**PROBLEM 1:**
Translate this sentence from the sermon passage on the Ascension into Spanish: "The high priestly prayer of Jesus, John 17, is worth reading and reading again."
**PROBLEM 2:**
Please continue the sermon passage on the Ascension, starting after its final sentence.

═════ SELECTED PASSAGE

It is not only that he lives and prays for this unity with God, but he also dies on the cross for this unity with God, so that we may also die to ourselves and be ‘reborn’ as participators in the new creation and with the first-born of this new Creation, Jesus the Christ. Our unity with God the Father is our returning home to the household from which we have estranged. It is to this home that Christ representationally returns when he is said to ‘ascend into heaven’ – he is in effect entering home again.
This COVID-19 period in our lives has brought much heartache, anxiety, isolation, loneliness, mental stress, sickness, loss of loved ones and death on a global scale. It has also created some space, ironically, for humour – thanks be to God! To the question, ‘What is the Ascension of Jesus all about?’ this COVID-19 period answer is, ‘that’s when Jesus started to work from home’.
The high priestly prayer of Jesus, John 17, is worth reading and reading again. It conveys to us the very core of humanity’s calling and purpose.
We are always told that a good sermon takes a text of scripture and shows its contemporary application – otherwise the sermon may fall into the danger of being arcane and irrelevant. To borrow a phrase from the world of German biblical criticism, we should give a text a contemporary sitz im leben – a real setting.
Today, it might seem, we have dipped a toe into the pool of the theology of the ‘high priestly prayer’, and so far there has been no practical application, no sitz im leben but I would beg to differ.

══════════
═════ THE DATA

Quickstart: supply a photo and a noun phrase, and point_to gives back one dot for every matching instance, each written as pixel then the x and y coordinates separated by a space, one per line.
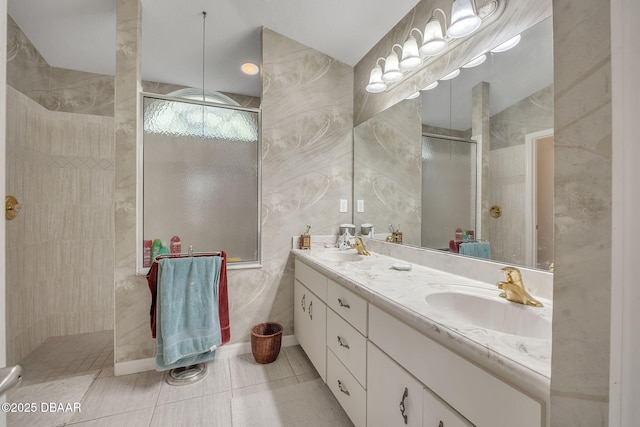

══════════

**TASK OUTPUT 1:**
La oración sumo sacerdotal de Jesús, Juan 17, merece ser leída y releída.

**TASK OUTPUT 2:**
This prayer of Christ takes us to the very heart of who we are in relation to the one who creates us. It takes us to the deepest meaning of who we are in relation to the creation of which we are such a crowning glory. It takes us to a deep understanding of who we are in relation to the ‘other’. To quote the great phrase of St. Ireneus, (Bishop of Lugdunum [Lyon]) in the 2nd century, ‘The glory of God is man, fully alive.’
How else can we apply ourselves with full passion to the environmental issues facing us in this generation; how else can we form a truly noble self -image in a world whose advertising and obsession with celebrity and wealth contributes disproportionately to the perception of who we are and what we should have; in a world where the ‘selfie’ has a higher profile than the self, how else can we hope to have any coherent sense of healed community and whole relationships founded on the most profound understanding of the very identity of humanity.
Surely a study of John 17, Christ’s prayer for us, can only be the most relevant of exercises for us; and with these sacred insights surely there can only be a more informed and more impassioned relationship with God, the creation, with ourselves and one another. How can we begin to respond to the major global challenges if we don’t start from where Christ is. ‘Father, may they be one, as we are one’. (John 17, 11).